(What to work on): Repeat the data word for word, from the start through the line that contains "x=551, y=111". Include both ends and nothing past that line.

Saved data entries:
--- Start ---

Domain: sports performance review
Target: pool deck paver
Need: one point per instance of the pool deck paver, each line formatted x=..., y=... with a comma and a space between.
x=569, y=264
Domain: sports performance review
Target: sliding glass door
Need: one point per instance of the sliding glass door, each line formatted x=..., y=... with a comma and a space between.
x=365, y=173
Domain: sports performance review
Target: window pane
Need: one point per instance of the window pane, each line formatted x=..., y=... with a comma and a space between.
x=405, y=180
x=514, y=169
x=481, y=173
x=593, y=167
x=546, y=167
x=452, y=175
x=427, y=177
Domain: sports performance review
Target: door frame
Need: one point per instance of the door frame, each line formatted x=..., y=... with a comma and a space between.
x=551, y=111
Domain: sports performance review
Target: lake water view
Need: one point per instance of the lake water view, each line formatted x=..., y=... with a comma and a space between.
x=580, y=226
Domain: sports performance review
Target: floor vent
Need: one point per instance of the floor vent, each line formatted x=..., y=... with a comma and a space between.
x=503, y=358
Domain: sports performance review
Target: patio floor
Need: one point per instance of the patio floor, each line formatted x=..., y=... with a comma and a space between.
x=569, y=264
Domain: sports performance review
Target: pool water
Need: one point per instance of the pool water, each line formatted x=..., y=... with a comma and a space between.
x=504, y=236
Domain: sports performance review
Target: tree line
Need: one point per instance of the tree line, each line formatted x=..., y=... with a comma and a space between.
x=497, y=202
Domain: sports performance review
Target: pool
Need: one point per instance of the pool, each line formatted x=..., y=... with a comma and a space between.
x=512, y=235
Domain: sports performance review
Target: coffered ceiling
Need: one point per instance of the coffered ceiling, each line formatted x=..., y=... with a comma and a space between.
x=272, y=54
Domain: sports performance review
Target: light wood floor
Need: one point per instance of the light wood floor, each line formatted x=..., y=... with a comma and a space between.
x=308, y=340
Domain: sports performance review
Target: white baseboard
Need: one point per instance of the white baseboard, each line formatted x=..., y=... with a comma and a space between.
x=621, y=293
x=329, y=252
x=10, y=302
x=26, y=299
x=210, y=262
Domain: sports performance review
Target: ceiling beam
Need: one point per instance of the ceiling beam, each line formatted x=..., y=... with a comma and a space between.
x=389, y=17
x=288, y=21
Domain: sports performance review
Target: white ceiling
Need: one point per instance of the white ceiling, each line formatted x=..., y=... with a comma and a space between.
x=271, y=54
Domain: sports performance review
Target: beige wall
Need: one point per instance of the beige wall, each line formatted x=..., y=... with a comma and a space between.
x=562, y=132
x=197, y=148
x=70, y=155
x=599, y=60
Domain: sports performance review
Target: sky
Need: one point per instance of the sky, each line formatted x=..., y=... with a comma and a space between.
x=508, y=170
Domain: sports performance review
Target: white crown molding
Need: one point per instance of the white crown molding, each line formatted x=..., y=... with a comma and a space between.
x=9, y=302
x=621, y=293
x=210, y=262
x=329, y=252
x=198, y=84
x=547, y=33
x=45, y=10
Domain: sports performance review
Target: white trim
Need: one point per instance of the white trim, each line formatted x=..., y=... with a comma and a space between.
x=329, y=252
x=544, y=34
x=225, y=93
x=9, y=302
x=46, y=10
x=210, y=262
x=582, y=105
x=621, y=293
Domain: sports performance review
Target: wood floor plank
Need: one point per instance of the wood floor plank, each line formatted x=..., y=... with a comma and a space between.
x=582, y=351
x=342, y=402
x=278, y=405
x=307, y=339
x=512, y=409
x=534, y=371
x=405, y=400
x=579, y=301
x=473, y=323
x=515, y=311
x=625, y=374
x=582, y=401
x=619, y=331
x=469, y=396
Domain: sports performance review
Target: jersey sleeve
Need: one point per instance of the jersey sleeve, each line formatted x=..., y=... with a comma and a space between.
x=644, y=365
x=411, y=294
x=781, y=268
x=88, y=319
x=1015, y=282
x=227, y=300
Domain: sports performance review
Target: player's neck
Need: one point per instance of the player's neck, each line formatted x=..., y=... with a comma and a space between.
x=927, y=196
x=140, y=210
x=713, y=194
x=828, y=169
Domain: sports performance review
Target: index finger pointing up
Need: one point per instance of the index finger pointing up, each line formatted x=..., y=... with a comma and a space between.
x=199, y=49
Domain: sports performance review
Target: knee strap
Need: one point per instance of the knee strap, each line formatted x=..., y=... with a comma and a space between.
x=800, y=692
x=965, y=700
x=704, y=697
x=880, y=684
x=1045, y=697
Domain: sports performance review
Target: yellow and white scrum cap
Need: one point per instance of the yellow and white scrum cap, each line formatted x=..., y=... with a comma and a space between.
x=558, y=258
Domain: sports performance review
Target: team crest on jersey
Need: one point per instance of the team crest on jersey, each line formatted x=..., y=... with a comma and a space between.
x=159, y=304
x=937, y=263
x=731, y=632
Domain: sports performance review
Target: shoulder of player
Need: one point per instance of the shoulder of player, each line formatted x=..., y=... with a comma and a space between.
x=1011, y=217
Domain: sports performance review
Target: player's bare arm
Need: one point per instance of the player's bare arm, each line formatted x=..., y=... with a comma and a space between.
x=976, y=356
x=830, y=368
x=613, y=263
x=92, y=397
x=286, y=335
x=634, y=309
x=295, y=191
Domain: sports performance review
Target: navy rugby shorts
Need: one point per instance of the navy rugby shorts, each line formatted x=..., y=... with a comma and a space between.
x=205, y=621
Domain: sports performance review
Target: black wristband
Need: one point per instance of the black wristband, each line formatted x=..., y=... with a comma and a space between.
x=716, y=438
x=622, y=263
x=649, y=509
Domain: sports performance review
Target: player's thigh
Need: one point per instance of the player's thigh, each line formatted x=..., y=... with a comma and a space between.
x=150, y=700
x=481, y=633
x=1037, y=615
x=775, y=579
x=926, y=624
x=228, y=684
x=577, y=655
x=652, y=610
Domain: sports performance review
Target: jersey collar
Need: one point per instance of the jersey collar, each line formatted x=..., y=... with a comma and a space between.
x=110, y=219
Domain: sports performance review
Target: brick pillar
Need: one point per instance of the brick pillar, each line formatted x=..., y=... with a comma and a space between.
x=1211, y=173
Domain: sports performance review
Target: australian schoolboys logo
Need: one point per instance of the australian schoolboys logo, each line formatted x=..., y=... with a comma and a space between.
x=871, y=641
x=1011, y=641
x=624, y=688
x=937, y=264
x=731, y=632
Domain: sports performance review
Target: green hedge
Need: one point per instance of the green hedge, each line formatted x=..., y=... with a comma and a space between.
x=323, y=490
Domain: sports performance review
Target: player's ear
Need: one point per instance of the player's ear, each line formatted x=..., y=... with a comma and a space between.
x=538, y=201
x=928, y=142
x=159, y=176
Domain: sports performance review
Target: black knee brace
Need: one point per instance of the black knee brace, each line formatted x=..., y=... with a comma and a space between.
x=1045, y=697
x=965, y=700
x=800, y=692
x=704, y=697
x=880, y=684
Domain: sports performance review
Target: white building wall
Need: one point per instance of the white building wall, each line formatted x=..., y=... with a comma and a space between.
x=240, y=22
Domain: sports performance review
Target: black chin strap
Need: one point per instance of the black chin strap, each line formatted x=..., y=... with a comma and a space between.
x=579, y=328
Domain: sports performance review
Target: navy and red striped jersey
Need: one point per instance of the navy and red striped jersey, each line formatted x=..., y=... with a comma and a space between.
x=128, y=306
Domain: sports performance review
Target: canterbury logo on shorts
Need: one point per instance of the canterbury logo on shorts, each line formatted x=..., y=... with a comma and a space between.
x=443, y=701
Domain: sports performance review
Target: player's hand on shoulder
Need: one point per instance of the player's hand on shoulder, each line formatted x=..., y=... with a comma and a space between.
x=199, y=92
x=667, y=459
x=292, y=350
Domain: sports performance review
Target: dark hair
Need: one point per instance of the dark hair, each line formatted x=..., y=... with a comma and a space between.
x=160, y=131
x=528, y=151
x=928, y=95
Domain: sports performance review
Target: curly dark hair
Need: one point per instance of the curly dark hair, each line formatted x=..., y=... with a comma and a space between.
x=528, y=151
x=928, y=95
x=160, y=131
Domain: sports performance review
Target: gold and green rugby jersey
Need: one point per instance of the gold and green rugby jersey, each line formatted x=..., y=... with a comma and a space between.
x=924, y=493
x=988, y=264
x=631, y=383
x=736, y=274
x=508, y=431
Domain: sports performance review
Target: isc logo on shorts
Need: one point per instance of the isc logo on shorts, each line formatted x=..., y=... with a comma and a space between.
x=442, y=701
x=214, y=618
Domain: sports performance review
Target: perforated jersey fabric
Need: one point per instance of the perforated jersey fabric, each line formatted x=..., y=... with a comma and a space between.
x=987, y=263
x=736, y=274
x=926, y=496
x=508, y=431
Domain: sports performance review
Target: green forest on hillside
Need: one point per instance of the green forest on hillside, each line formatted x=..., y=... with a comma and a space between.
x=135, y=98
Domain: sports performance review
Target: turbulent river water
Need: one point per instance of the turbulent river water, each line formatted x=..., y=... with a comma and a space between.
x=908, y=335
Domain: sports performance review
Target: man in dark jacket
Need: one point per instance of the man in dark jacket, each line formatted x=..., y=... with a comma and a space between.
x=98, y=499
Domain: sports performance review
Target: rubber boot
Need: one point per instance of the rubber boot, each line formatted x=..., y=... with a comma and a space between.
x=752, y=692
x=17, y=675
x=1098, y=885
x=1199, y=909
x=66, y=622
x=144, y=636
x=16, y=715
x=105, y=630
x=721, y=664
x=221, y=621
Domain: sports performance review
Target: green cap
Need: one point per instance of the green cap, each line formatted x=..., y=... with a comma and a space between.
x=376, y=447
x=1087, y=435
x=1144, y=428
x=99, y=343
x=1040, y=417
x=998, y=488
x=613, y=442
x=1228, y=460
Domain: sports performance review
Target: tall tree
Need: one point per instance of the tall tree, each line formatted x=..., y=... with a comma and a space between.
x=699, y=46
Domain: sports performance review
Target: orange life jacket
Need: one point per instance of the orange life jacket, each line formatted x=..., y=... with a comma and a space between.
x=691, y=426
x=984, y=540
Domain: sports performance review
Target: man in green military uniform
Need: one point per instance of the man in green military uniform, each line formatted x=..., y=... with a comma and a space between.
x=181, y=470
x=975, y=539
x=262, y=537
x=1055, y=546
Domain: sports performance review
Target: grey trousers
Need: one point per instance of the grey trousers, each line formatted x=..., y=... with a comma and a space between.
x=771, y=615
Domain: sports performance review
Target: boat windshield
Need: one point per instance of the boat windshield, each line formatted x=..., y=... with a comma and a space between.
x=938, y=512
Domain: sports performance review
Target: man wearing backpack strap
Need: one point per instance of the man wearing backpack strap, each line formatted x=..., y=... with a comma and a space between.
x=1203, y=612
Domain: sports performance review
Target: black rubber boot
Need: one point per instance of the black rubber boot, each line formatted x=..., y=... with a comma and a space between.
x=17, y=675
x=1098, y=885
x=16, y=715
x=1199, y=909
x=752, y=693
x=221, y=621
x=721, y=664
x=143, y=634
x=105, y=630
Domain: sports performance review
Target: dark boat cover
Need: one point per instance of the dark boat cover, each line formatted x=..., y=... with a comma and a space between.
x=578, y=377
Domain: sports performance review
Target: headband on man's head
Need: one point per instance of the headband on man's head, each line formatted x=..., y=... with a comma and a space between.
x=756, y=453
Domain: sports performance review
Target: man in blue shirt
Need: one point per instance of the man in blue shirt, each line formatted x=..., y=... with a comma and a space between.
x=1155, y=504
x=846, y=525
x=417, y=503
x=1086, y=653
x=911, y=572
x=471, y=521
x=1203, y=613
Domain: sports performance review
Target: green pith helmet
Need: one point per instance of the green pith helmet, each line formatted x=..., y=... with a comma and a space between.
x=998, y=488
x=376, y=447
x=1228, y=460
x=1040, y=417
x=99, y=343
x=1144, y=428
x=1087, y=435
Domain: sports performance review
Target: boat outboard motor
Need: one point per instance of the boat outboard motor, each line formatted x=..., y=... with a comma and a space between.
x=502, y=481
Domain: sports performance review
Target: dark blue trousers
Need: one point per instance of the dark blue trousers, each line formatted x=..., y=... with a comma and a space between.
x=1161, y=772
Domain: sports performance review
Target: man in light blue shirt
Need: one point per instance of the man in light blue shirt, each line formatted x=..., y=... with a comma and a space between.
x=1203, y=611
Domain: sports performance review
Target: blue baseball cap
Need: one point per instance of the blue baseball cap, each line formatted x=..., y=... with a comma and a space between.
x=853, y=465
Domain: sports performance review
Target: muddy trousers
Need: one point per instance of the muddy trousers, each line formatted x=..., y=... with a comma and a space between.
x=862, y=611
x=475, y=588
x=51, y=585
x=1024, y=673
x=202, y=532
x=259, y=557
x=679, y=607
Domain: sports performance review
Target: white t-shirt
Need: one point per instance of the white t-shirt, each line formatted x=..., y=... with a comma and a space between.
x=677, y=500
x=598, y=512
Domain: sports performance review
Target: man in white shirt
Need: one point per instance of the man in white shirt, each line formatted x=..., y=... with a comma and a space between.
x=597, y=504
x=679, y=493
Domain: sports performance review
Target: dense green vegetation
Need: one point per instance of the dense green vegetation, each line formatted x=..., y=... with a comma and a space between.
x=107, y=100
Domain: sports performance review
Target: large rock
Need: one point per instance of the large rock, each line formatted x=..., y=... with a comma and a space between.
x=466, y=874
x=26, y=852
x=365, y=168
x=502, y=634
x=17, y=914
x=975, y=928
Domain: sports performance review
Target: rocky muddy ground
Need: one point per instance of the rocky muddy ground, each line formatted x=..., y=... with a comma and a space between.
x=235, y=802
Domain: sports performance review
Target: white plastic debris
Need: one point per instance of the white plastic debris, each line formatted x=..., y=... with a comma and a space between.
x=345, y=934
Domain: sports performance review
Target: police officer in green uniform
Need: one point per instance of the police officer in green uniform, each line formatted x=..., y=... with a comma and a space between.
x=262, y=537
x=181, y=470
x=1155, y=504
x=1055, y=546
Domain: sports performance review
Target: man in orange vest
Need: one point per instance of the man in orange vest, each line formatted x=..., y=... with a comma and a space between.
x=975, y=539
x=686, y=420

--- End ---

(Right answer):
Domain: sports performance review
Target: pool deck paver
Need: one point per instance of the pool deck paver, each line formatted x=..., y=... with a comma and a space between.
x=569, y=264
Domain: sports performance review
Target: sliding glass door
Need: one point per instance of the sliding glass door, each line formatted x=..., y=... with a comma and a space between.
x=365, y=173
Domain: sports performance review
Target: window pane
Need: one point per instance of the window pane, each line formatted x=..., y=... with a comma and a space between.
x=405, y=180
x=514, y=169
x=481, y=173
x=593, y=167
x=546, y=167
x=452, y=175
x=427, y=177
Domain: sports performance review
Target: door frame
Need: one point per instance of the door frame, each line formatted x=..., y=... with a comma and a space between.
x=551, y=111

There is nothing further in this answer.